Task –
Your answer is the lines below, exactly, from the one that contains "Target: oven handle" through the one that contains "of the window", both included.

Data –
# # # #

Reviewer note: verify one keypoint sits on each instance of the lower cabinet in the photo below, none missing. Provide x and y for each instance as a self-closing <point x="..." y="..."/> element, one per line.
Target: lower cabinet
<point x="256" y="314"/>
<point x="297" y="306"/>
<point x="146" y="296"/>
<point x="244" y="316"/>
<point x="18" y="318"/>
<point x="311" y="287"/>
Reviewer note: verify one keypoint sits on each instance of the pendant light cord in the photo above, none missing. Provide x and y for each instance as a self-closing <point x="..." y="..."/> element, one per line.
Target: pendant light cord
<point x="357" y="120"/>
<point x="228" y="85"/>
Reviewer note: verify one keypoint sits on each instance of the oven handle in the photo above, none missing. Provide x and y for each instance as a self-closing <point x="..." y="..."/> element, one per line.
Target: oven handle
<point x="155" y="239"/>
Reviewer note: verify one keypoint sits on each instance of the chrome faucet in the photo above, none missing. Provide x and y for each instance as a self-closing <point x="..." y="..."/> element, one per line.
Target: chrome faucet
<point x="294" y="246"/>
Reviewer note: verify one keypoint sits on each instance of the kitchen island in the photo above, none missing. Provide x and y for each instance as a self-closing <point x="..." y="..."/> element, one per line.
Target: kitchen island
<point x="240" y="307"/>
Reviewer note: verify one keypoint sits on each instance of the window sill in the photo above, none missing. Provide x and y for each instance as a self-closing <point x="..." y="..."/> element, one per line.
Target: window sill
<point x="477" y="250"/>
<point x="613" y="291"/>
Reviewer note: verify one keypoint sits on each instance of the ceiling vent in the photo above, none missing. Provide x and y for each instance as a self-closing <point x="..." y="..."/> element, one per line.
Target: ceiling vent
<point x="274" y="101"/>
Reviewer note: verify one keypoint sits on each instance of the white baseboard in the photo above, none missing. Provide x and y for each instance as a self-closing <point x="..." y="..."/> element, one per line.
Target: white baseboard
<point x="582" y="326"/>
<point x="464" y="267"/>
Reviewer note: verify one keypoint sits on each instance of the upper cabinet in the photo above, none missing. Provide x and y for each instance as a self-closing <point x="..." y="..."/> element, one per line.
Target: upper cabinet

# # # #

Solved exercise –
Target: oven handle
<point x="155" y="239"/>
Reviewer note: verify one keypoint sits on each instance of the chrome faucet in the photo above, none missing. Provide x and y for each instance as a self-closing <point x="..." y="..."/> element, one per line.
Target: chrome faucet
<point x="294" y="246"/>
Reviewer note: verify one keypoint sits on each instance of the kitchen island in the photo above, none missing. Provide x and y for each instance as a self-closing <point x="..." y="..."/> element, one per line.
Target: kitchen island
<point x="240" y="307"/>
Reviewer note: verify one keypoint sits on each instance of the window sill in the photo above, none missing. Provide x and y for each instance as a self-closing <point x="..." y="..."/> element, one per line.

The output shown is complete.